**任务要求:**
把下面讲罗瑞卿与拱平的正文中从“爱到深处自然会关怀切切。对妻”到“平因病情严重,不能随军行动。”的部分一字不差地抄写出来。
##### 页面正文
当时,延安是过星期六制度,即已婚夫妇若不在一个单位、又没有共同居室的,就每个星期六相会一次。但他俩结婚以后,罗瑞卿却想天天和拱平见面。他对拱平说:“你不一定要星期六才回来。只要等大家都睡着了,你就可以悄悄回来。”这件事很快被文工团的领导知道了。在一次党小组会议上,同志们批评拱平说:“拱平同志,你应当爱护罗瑞卿副校长的健康才是呀!”
为了能每天和自己心爱的人在一起,罗瑞卿便通过组织将拱平调到了校部,与另一个同志合编抗大刊物。这样一来,不仅方便了夫妻生活,还发挥了拱平的特长,使她学的新闻专业有了用武之地。
白天,拱平或精神十足、专心致志地编辑稿子,或下到各地基层进行采访。下午5点以后,她就同罗瑞卿一起度过美丽的黄昏、甜蜜的二人世界。
爱到深处自然会关怀切切。对妻子,罗瑞卿是处处关心爱护,疼爱有加。他受过伤,夜里常常会失眠,但他宁愿睁着眼躺在床上也决不去吵醒妻子。每天清晨,她还未起床的时候,他就把要准备的一切准备好了。他们新婚的生活就像一池春水,恬静无波,恩恩爱爱,情似鱼水。
可是,好景不长,不幸的事情发生了,拱平得了妇科病。当时延安医疗条件有限,没有办法治疗这种病,她只能静静地躺着,任凭病魔折磨。
1939年7月10日,罗瑞卿奉命要率部奔赴抗日前线,拱平因病情严重,不能随军行动。
这一对恩爱的夫妻面临着生离死别的折磨和考验。分别的时候,罗瑞卿看到妻子哭了,他连忙叫警卫员给她送去一张纸条,上面写着:“不要哭,否则我也要哭了,罗瑞卿粉身碎骨都是你的。记住我嘱咐你的话,一定要永远记住。”话语虽然不多,朴素简明,但字字情真意切,句句发自肺腑,一腔深爱融入字里行间。
拱平看完纸条,抬头望去,只见罗瑞卿正在那里深情地注视着她,他俩的目光紧紧地交织在一起。此时此刻,他们谁又会想到,这竟是夫妻二人的永别呢?!
罗瑞卿奔赴抗日前线后不久,组织上就决定让拱平到重庆去治病。可是,到了重庆以后,情况却发生了意想不到的变化。由于拱平将组织介绍信在途中遗失,重庆的党组织不信任她,要她马上离开重庆。
重庆当时是国民党统治的中心地区,虽然说国共已经合作了,但中共的大部分组织还都是隐蔽的,政审相当严格。因为没有任何组织和熟人能证明拱平的确切身份,拱平在重庆苦苦支撑了两个月后,又被人劝到了成都。在成都,仍然没有人相信她。同志们都用怀疑的目光看着她,像躲瘟疫似地躲着她。就这样,她糊里糊涂地被迫脱离了党组织,开始了一个人的孤身奋斗。
##########
##### 所给记录
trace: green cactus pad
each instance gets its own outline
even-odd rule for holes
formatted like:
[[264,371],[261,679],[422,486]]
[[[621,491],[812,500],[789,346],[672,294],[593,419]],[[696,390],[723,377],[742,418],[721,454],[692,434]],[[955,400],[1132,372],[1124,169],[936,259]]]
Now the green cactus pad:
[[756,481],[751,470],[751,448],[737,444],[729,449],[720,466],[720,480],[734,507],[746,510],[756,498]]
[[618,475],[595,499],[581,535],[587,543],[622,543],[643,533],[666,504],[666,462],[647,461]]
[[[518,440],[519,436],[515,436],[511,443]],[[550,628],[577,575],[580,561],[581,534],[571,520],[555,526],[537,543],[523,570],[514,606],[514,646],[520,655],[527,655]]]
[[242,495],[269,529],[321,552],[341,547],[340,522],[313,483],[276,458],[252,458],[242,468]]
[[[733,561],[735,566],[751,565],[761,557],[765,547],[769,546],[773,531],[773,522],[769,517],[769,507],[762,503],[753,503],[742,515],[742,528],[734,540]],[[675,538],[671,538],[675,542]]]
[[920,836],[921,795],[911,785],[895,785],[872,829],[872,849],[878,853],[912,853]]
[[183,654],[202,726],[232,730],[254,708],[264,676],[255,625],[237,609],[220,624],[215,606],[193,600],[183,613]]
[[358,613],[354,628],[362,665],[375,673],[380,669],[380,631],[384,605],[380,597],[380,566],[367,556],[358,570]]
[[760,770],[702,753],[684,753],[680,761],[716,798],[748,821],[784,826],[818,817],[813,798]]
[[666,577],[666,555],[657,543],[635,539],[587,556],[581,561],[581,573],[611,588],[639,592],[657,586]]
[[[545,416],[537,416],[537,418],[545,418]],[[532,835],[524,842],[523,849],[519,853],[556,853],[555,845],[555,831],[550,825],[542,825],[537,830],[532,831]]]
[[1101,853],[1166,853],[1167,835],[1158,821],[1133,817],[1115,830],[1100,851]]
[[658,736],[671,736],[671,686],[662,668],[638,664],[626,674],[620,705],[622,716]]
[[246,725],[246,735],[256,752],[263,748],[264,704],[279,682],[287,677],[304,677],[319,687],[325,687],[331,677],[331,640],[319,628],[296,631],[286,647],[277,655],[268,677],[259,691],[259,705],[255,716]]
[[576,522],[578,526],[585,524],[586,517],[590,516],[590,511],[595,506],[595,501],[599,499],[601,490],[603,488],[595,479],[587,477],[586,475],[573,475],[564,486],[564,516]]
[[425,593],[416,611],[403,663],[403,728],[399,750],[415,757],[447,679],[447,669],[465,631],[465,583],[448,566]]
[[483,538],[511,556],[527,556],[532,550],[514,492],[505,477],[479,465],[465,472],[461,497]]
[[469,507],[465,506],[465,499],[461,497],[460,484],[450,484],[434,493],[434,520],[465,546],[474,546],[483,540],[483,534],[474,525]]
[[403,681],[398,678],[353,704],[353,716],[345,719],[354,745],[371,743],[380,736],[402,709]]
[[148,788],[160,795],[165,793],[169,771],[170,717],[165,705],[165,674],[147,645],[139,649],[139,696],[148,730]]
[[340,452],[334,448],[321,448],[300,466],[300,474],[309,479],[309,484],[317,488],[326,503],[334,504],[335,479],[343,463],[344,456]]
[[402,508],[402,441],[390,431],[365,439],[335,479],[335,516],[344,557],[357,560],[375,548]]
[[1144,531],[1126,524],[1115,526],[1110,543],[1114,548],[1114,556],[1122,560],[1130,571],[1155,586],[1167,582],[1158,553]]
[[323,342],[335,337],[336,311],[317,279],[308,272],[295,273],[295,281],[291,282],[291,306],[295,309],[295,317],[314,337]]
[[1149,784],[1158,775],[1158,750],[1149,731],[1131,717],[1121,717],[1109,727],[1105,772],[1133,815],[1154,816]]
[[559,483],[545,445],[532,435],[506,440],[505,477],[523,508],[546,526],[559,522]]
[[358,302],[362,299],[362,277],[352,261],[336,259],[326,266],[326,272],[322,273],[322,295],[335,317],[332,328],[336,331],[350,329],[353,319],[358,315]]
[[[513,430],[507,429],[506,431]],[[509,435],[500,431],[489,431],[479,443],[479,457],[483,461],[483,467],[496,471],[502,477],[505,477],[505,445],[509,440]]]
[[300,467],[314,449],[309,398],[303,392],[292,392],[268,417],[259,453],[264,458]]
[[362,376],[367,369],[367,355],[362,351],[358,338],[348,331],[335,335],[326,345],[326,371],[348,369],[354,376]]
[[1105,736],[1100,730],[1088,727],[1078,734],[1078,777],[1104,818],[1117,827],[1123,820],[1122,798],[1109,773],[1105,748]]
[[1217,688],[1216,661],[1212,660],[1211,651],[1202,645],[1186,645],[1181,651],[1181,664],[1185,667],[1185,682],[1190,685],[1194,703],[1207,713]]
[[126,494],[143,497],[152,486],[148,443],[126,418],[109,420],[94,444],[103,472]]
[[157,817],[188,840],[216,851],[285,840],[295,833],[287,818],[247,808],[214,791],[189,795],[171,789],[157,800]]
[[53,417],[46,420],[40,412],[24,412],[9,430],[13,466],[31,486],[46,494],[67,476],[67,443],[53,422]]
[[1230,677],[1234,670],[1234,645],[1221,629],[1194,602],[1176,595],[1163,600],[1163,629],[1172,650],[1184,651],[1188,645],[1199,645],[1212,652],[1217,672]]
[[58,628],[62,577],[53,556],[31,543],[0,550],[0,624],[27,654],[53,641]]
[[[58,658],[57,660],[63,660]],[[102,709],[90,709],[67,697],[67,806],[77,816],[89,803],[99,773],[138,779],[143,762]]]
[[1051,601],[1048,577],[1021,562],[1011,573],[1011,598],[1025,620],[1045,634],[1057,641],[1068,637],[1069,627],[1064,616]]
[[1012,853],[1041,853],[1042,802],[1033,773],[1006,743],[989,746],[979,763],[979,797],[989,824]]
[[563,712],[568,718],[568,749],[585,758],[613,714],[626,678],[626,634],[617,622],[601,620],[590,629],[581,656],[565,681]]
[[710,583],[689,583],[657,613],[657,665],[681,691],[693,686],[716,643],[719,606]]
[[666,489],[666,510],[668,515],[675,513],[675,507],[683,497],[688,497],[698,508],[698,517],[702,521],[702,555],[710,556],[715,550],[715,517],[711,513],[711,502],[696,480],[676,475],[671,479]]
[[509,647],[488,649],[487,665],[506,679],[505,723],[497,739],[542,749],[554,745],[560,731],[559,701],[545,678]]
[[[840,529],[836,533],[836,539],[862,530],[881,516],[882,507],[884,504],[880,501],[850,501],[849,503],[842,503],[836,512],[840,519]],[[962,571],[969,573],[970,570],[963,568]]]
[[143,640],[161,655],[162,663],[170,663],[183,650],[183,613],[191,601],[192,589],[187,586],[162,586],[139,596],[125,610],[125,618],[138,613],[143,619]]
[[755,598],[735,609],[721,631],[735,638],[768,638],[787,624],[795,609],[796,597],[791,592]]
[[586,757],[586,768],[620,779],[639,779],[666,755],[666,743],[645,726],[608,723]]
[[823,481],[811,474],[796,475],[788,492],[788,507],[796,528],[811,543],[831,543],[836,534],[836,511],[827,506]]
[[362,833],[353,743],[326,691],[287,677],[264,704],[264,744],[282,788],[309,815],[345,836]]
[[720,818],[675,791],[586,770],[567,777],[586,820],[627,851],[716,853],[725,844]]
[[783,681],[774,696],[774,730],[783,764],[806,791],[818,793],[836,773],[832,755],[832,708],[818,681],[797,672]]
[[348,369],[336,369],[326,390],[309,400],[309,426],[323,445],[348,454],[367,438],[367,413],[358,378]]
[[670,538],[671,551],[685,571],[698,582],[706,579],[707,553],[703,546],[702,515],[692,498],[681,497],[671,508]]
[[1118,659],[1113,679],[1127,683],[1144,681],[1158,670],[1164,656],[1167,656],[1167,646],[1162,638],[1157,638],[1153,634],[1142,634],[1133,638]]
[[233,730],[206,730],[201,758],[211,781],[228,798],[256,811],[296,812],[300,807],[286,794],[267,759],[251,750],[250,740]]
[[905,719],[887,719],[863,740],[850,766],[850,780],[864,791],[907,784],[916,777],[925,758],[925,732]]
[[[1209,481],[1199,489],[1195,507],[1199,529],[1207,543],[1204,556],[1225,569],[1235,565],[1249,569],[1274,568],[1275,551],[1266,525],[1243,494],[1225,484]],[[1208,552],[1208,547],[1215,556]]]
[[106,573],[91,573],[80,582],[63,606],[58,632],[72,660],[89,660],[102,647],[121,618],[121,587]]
##########
**你的解答:**
爱到深处自然会关怀切切。对妻子,罗瑞卿是处处关心爱护,疼爱有加。他受过伤,夜里常常会失眠,但他宁愿睁着眼躺在床上也决不去吵醒妻子。每天清晨,她还未起床的时候,他就把要准备的一切准备好了。他们新婚的生活就像一池春水,恬静无波,恩恩爱爱,情似鱼水。
可是,好景不长,不幸的事情发生了,拱平得了妇科病。当时延安医疗条件有限,没有办法治疗这种病,她只能静静地躺着,任凭病魔折磨。
1939年7月10日,罗瑞卿奉命要率部奔赴抗日前线,拱平因病情严重,不能随军行动。